[Data excerpts]

****

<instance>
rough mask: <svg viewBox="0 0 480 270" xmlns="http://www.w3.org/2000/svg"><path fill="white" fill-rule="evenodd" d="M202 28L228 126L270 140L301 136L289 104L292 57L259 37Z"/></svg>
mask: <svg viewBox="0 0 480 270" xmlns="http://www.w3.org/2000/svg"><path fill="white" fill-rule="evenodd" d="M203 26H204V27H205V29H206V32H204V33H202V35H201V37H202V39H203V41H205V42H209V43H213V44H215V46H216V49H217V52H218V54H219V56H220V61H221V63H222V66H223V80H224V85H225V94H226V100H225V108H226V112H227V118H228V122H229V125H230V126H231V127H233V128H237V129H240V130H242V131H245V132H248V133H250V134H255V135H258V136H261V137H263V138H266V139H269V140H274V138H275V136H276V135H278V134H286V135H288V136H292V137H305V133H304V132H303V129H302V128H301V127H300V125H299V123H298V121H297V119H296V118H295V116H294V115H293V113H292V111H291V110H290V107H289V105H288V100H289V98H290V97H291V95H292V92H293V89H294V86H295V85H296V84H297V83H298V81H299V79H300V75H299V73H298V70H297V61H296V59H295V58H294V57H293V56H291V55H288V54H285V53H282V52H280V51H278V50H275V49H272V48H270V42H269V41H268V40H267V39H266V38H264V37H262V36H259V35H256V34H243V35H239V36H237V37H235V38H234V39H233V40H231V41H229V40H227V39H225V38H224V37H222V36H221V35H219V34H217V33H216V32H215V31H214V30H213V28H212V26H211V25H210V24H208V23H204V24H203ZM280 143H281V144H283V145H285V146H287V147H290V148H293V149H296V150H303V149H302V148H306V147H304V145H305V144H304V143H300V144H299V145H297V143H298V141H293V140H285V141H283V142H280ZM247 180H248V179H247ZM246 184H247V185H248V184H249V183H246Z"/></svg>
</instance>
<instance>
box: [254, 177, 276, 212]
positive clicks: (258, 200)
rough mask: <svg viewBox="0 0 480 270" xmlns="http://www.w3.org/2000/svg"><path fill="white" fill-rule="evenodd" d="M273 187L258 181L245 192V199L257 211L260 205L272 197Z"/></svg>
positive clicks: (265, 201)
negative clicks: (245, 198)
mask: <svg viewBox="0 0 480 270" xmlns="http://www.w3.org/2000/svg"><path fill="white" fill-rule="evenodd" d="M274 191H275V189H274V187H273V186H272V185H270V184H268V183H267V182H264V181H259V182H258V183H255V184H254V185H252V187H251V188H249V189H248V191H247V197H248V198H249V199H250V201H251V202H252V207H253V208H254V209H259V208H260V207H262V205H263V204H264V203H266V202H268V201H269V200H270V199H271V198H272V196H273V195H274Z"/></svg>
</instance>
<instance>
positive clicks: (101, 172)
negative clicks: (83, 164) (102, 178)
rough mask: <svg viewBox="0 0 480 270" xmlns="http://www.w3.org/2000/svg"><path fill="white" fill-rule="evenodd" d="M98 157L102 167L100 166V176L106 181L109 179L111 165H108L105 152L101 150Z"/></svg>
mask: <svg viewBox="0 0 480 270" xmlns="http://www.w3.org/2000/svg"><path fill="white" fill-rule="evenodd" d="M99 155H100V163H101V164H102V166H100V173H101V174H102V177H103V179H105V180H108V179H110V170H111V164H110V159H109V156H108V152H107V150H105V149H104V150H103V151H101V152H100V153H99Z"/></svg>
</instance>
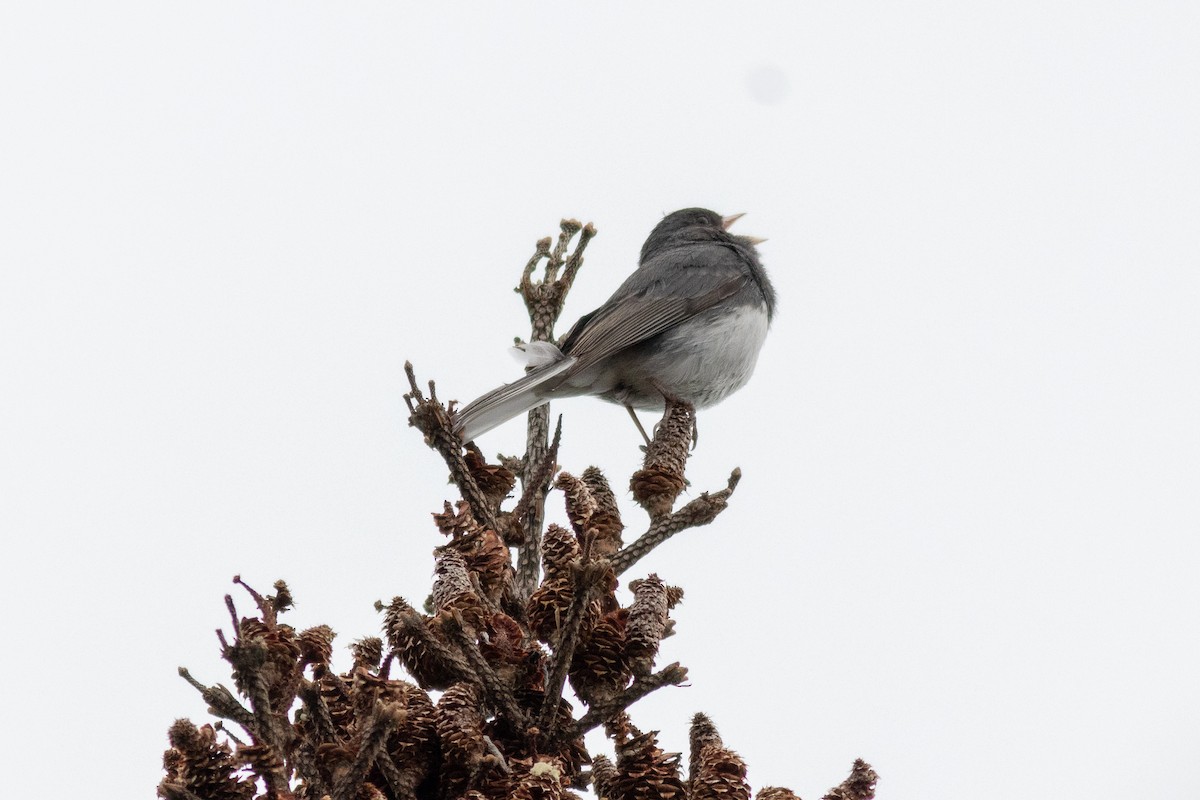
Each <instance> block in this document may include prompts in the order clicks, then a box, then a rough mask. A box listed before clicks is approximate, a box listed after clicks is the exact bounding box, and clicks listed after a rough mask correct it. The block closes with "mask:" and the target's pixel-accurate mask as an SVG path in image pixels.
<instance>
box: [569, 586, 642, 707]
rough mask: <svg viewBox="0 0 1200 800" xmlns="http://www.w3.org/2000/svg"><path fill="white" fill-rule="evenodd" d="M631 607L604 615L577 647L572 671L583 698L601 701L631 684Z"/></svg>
mask: <svg viewBox="0 0 1200 800" xmlns="http://www.w3.org/2000/svg"><path fill="white" fill-rule="evenodd" d="M628 624H629V610H626V609H624V608H618V609H617V610H614V612H610V613H607V614H605V615H604V616H601V618H600V619H599V620H598V621H596V624H595V625H594V626H592V628H590V630H589V631H588V632H587V636H586V637H584V638H583V640H582V642H581V643H580V646H578V648H576V650H575V657H574V658H572V660H571V668H570V670H569V673H568V675H569V676H570V680H571V686H572V687H575V692H576V694H578V696H580V699H582V700H583V702H586V703H588V704H589V705H592V704H595V703H601V702H604V700H606V699H608V698H611V697H612V696H613V694H616V693H617V692H619V691H620V690H623V688H625V686H626V685H629V680H630V678H632V672H631V670H630V667H629V660H628V658H626V657H625V630H626V626H628Z"/></svg>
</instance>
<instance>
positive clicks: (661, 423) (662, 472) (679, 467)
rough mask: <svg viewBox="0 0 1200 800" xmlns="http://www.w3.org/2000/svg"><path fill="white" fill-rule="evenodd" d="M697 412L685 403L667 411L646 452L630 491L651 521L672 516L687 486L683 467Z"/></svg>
mask: <svg viewBox="0 0 1200 800" xmlns="http://www.w3.org/2000/svg"><path fill="white" fill-rule="evenodd" d="M695 425H696V411H695V409H692V407H691V405H688V404H686V403H676V404H673V405H672V407H671V408H668V409H667V413H666V415H665V416H664V417H662V421H661V422H660V423H659V428H658V431H656V432H655V434H654V441H652V443H650V446H649V447H647V449H646V459H644V462H643V467H642V469H640V470H637V471H636V473H634V476H632V479H630V482H629V488H630V489H632V492H634V499H635V500H637V503H638V504H640V505H641V506H642V507H643V509H646V511H647V512H648V513H649V515H650V518H656V517H661V516H664V515H666V513H670V511H671V507H672V506H673V505H674V501H676V498H678V497H679V493H680V492H683V488H684V486H686V485H688V483H686V480H685V479H684V467H685V465H686V463H688V455H689V452H690V447H691V435H692V432H694V431H695Z"/></svg>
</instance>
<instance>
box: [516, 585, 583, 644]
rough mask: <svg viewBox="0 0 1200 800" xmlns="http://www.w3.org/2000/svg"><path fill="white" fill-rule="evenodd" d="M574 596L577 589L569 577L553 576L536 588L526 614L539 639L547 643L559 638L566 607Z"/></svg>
mask: <svg viewBox="0 0 1200 800" xmlns="http://www.w3.org/2000/svg"><path fill="white" fill-rule="evenodd" d="M574 596H575V590H574V589H572V585H571V579H570V578H568V577H562V578H551V579H548V581H545V582H544V583H542V584H541V585H540V587H538V589H536V590H534V593H533V594H532V595H530V596H529V602H528V603H526V616H527V618H528V620H529V628H530V630H532V631H533V632H534V634H535V636H536V637H538V638H539V639H541V640H542V642H546V643H547V644H554V643H556V642H557V640H558V630H559V627H560V626H562V624H563V620H564V619H566V609H568V608H569V607H570V604H571V599H572V597H574Z"/></svg>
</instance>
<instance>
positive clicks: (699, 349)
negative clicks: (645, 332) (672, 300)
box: [581, 306, 768, 409]
mask: <svg viewBox="0 0 1200 800" xmlns="http://www.w3.org/2000/svg"><path fill="white" fill-rule="evenodd" d="M767 326H768V320H767V313H766V309H763V308H756V307H752V306H740V307H738V308H736V309H733V311H730V309H727V308H710V309H709V311H707V312H704V313H702V314H698V315H696V317H694V318H691V319H690V320H688V321H686V323H684V324H682V325H679V326H677V327H676V329H673V330H671V331H667V332H666V333H662V335H661V336H660V337H656V338H655V339H652V341H650V342H647V343H646V344H644V345H638V347H635V348H630V349H629V350H628V351H625V353H624V354H622V355H619V356H613V357H612V359H610V360H608V363H607V365H605V367H604V368H602V369H601V371H599V372H600V374H596V372H592V371H589V373H590V374H589V375H587V377H583V375H581V378H583V380H586V381H588V383H589V384H590V387H592V392H593V393H598V395H600V396H601V397H604V398H605V399H608V401H612V402H614V403H620V404H623V405H632V407H635V408H644V409H658V408H662V402H664V393H667V395H670V396H671V397H673V398H677V399H683V401H688V402H690V403H692V404H694V405H696V407H697V408H703V407H706V405H713V404H715V403H719V402H721V401H722V399H725V398H726V397H727V396H728V395H731V393H733V392H734V391H737V390H738V389H740V387H742V386H744V385H745V383H746V381H748V380H750V375H751V374H752V373H754V368H755V363H756V362H757V361H758V351H760V350H761V349H762V343H763V341H764V339H766V338H767Z"/></svg>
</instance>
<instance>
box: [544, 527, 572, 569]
mask: <svg viewBox="0 0 1200 800" xmlns="http://www.w3.org/2000/svg"><path fill="white" fill-rule="evenodd" d="M577 558H580V540H578V537H577V536H576V535H575V534H574V533H571V531H570V530H566V529H565V528H563V527H562V525H556V524H551V525H548V527H547V528H546V533H545V534H544V535H542V540H541V566H542V571H544V572H545V575H546V578H547V579H548V578H559V577H565V576H568V575H570V566H571V563H572V561H575V560H576V559H577Z"/></svg>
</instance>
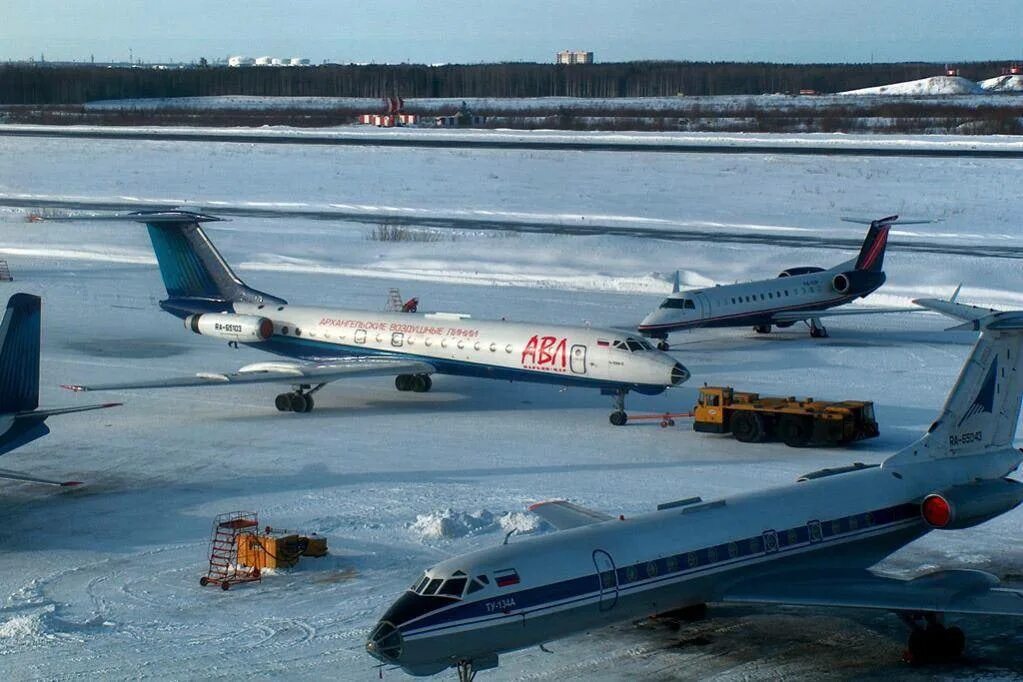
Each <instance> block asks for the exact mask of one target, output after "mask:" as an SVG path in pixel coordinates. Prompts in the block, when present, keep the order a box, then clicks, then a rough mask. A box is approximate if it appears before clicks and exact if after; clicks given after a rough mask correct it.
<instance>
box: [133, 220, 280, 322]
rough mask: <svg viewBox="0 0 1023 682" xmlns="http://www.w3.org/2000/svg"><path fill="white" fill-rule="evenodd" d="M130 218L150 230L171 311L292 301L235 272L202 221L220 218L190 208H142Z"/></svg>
mask: <svg viewBox="0 0 1023 682" xmlns="http://www.w3.org/2000/svg"><path fill="white" fill-rule="evenodd" d="M129 218H130V219H132V220H136V221H138V222H140V223H145V226H146V227H147V228H148V230H149V239H150V240H151V241H152V249H153V252H154V253H155V255H157V262H158V263H159V264H160V274H161V275H162V276H163V278H164V286H165V287H166V288H167V295H168V299H167V300H166V301H162V302H161V303H160V305H161V307H162V308H163V309H164V310H166V311H168V312H169V313H172V314H174V315H177V316H179V317H185V316H187V315H191V314H192V313H203V312H226V311H230V309H231V304H233V303H240V302H244V303H266V304H273V305H283V304H284V303H286V302H285V301H284V300H283V299H278V298H276V297H273V295H270V294H269V293H264V292H263V291H257V290H256V289H253V288H250V287H249V286H247V285H246V283H244V282H242V281H241V280H240V279H239V278H238V276H237V275H235V274H234V272H233V271H232V270H231V268H230V266H228V265H227V262H226V261H224V259H223V258H222V257H221V256H220V254H219V253H218V252H217V248H216V246H214V245H213V242H212V241H210V238H209V237H208V236H207V234H206V232H205V231H204V230H203V228H202V226H201V223H209V222H216V221H219V220H220V219H219V218H216V217H214V216H206V215H203V214H196V213H190V212H187V211H155V212H138V213H134V214H131V215H130V216H129Z"/></svg>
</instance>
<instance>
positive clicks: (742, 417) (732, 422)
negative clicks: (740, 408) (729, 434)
mask: <svg viewBox="0 0 1023 682" xmlns="http://www.w3.org/2000/svg"><path fill="white" fill-rule="evenodd" d="M731 435H732V436H735V437H736V440H737V441H739V442H740V443H759V442H760V441H762V440H763V437H764V434H763V422H761V420H760V417H759V416H757V415H756V414H753V413H751V412H736V413H735V414H733V415H731Z"/></svg>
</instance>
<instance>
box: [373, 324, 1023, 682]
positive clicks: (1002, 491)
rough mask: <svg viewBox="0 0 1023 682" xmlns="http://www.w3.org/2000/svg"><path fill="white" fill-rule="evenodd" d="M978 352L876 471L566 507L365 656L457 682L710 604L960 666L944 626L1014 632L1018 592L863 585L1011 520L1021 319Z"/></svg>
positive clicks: (375, 638) (543, 508)
mask: <svg viewBox="0 0 1023 682" xmlns="http://www.w3.org/2000/svg"><path fill="white" fill-rule="evenodd" d="M971 328H975V329H980V330H981V332H982V333H981V335H980V338H979V340H978V342H977V344H976V346H975V347H974V349H973V352H972V354H971V356H970V358H969V359H968V361H967V362H966V365H965V366H964V368H963V370H962V372H961V373H960V376H959V379H958V381H957V382H955V385H954V387H953V388H952V390H951V393H950V394H949V396H948V398H947V400H946V402H945V405H944V408H943V409H942V411H941V414H940V415H939V416H938V418H937V419H936V420H935V421H934V423H933V424H931V426H930V428H928V430H927V433H926V434H925V435H924V436H923V437H922V438H921V439H920V440H919V441H917V442H916V443H914V444H911V445H909V446H908V447H906V448H905V449H903V450H901V451H899V452H898V453H896V454H894V455H892V456H890V457H889V458H888V459H886V460H885V461H884V462H883V463H882V464H880V465H877V464H872V465H864V464H857V465H853V466H848V467H842V468H833V469H822V470H820V471H815V472H813V473H809V474H807V475H805V476H803V478H801V479H800V480H799V481H798V482H797V483H796V484H794V485H791V486H788V487H783V488H776V489H773V490H765V491H761V492H755V493H749V494H743V495H736V496H733V497H729V498H726V499H720V500H714V501H710V502H704V501H702V500H701V499H700V498H693V499H687V500H680V501H678V502H670V503H667V504H662V505H659V507H658V510H657V511H654V512H651V513H647V514H641V515H638V516H635V517H633V518H624V517H619V518H612V517H611V516H609V515H607V514H604V513H601V512H597V511H591V510H588V509H584V508H582V507H579V506H576V505H574V504H571V503H568V502H564V501H553V502H543V503H539V504H537V505H534V506H533V507H532V510H533V511H534V512H536V513H537V514H539V515H540V516H542V517H543V518H545V519H546V520H547V521H548V522H550V524H551V525H552V526H554V527H555V528H557V529H559V530H560V532H558V533H551V534H548V535H544V536H540V537H537V538H531V539H527V540H523V541H521V542H511V543H508V544H504V545H502V546H498V547H494V548H491V549H485V550H481V551H476V552H473V553H469V554H463V555H461V556H456V557H454V558H451V559H447V560H445V561H443V562H441V563H438V564H437V565H435V566H433V567H431V569H428V570H427V572H426V573H425V574H421V575H420V577H418V578H416V579H415V582H414V583H413V584H412V586H411V587H410V588H409V589H408V591H406V592H405V593H404V594H403V595H402V596H401V597H400V598H399V599H398V600H397V601H396V602H395V603H394V604H393V605H392V606H391V607H390V608H389V609H388V610H387V612H386V613H385V615H384V617H383V618H382V619H381V621H380V623H379V624H377V625H376V627H375V628H374V629H373V630H372V632H371V633H370V635H369V639H368V641H367V643H366V648H367V650H368V652H369V653H370V654H372V655H373V656H374V657H376V658H377V660H380V661H382V662H383V663H384V664H387V665H394V666H397V667H400V668H402V669H404V670H405V671H406V672H408V673H410V674H412V675H431V674H434V673H438V672H440V671H442V670H444V669H446V668H448V667H456V668H457V669H458V672H459V676H460V678H461V679H463V680H468V679H471V678H472V676H473V675H474V674H475V672H476V671H478V670H484V669H487V668H492V667H494V666H496V665H497V656H498V654H499V653H502V652H506V651H514V650H516V649H520V648H523V647H527V646H531V645H537V644H542V643H544V642H548V641H551V640H554V639H558V638H560V637H565V636H567V635H570V634H573V633H576V632H580V631H585V630H588V629H592V628H598V627H602V626H604V625H607V624H610V623H614V622H617V621H627V620H631V619H635V618H639V617H643V616H648V615H652V613H658V612H665V611H669V610H672V609H677V608H682V607H686V606H694V605H698V604H704V603H707V602H747V603H763V604H796V605H806V606H841V607H861V608H874V609H884V610H890V611H894V612H896V613H898V615H899V616H900V617H901V618H902V619H903V620H904V621H905V622H906V624H907V625H908V626H909V627H910V630H911V632H910V635H909V641H908V649H907V656H909V657H910V660H913V661H916V662H921V663H922V662H926V661H929V660H942V658H948V657H952V656H957V655H959V654H960V653H961V652H962V651H963V648H964V645H965V641H966V640H965V637H964V635H963V632H962V630H960V629H959V628H955V627H949V628H946V627H945V626H943V625H942V615H943V613H945V612H950V613H978V615H1006V616H1023V591H1018V590H1011V589H1004V588H999V587H998V581H997V579H996V578H995V577H994V576H992V575H990V574H987V573H983V572H980V571H964V570H946V571H937V572H934V573H930V574H927V575H923V576H920V577H918V578H915V579H913V580H901V579H896V578H892V577H886V576H883V575H881V574H878V573H875V572H873V571H871V570H870V569H871V566H873V565H874V564H876V563H878V562H879V561H880V560H882V559H883V558H885V557H886V556H888V555H889V554H891V553H893V552H894V551H896V550H898V549H899V548H901V547H903V546H905V545H907V544H908V543H910V542H913V541H915V540H917V539H919V538H920V537H922V536H924V535H925V534H927V533H930V532H932V531H938V532H940V531H945V530H951V529H964V528H970V527H973V526H976V525H978V524H982V522H983V521H986V520H988V519H990V518H993V517H995V516H997V515H999V514H1003V513H1005V512H1007V511H1009V510H1011V509H1013V508H1015V507H1016V506H1017V505H1018V504H1019V503H1020V501H1021V500H1023V484H1020V483H1018V482H1016V481H1014V480H1012V479H1009V478H1008V476H1009V474H1010V473H1012V472H1013V471H1014V470H1016V468H1017V467H1018V466H1019V464H1020V462H1021V461H1023V456H1021V454H1020V451H1018V450H1016V449H1015V448H1013V447H1012V446H1013V440H1014V437H1015V434H1016V425H1017V421H1018V419H1019V415H1020V399H1021V395H1023V378H1021V372H1020V369H1021V364H1020V354H1021V353H1023V311H1018V312H1007V313H998V314H994V315H989V316H985V317H983V318H981V319H977V320H974V321H973V322H972V323H971Z"/></svg>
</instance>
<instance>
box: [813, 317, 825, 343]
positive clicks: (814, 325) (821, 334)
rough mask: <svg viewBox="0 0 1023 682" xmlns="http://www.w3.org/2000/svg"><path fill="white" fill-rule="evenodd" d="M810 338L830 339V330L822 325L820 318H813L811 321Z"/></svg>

****

Beginning with the line above that has "box: [544, 527, 572, 569]" and going on through the line that has "box: [133, 220, 280, 322]", retype every line exactly and add nothing else; drop the pictures.

### Final answer
box: [544, 527, 572, 569]
mask: <svg viewBox="0 0 1200 800" xmlns="http://www.w3.org/2000/svg"><path fill="white" fill-rule="evenodd" d="M577 558H580V540H578V537H577V536H576V535H575V534H574V533H571V531H570V530H566V529H565V528H563V527H562V525H556V524H551V525H548V527H547V528H546V533H545V534H544V535H542V540H541V566H542V571H544V572H545V575H546V578H547V579H548V578H559V577H565V576H568V575H570V566H571V563H572V561H575V560H576V559H577Z"/></svg>
</instance>
Each <instance> block asks for the exact mask of one target, output after "mask:" as an SVG path in pixel coordinates. Prompts in the block, when present, keep the order a box, then clicks, then a rough mask. A box is approximate if it appears before clicks and exact if after; clicks given after a rough mask correct it.
<instance>
box: [133, 220, 280, 322]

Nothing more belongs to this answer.